Segment Start: Selected passage

Eventful week for science advocacy involves biophotonics
NPI is committed to educating the Trump administration and the 115th Congress about the importance of photonics.
Yesterday's annual Congressional Visits Day (CVD) in Washington, DC saw the National Photonics Initiative (NPI) working to facilitate relationships between industrial and academic experts and Congressional offices. CVD involved participants from industry and academe in an effort to educate Congress on the importance of optics and photonics. "NPI is committed to educating the Trump administration and the 115th Congress about the importance of photonics," said NPI chair Alan Willner. He added that success in the overall goal depends in large part on "you…to help make the case to your lawmakers."
To assist you in helping to make the case, by the way, The Optical Society (OSA) has established a Legislative Action Center on its site, aiming to facilitate communication to Congress regarding the need for strong investments in R&D funding for FY 2017 and 2018.
The 2017 CVD meetings emphasized R&D funding and other relevant legislation, and aimed to facilitate work with representatives to continue making "breakthroughs in research commercialization and technology transfer to improve our nation's competitiveness," Willner explained (see documents delivered during the 2016 Congressional visits).
The event followed the March for Science held Saturday, April 22, where OSA led efforts to unite the optics and photonics community.

Segment End: Selected passage

▶ What you have to do
According to the science advocacy article, who chairs the National Photonics Initiative?

Segment Start: Provided records

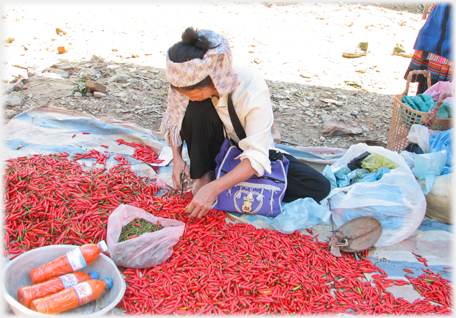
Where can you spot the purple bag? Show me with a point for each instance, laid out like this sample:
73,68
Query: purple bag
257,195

Segment End: Provided records
Segment Start: Provided records

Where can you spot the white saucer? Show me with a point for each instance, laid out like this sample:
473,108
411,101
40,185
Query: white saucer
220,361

Segment End: Provided records

▶ Task response
Alan Willner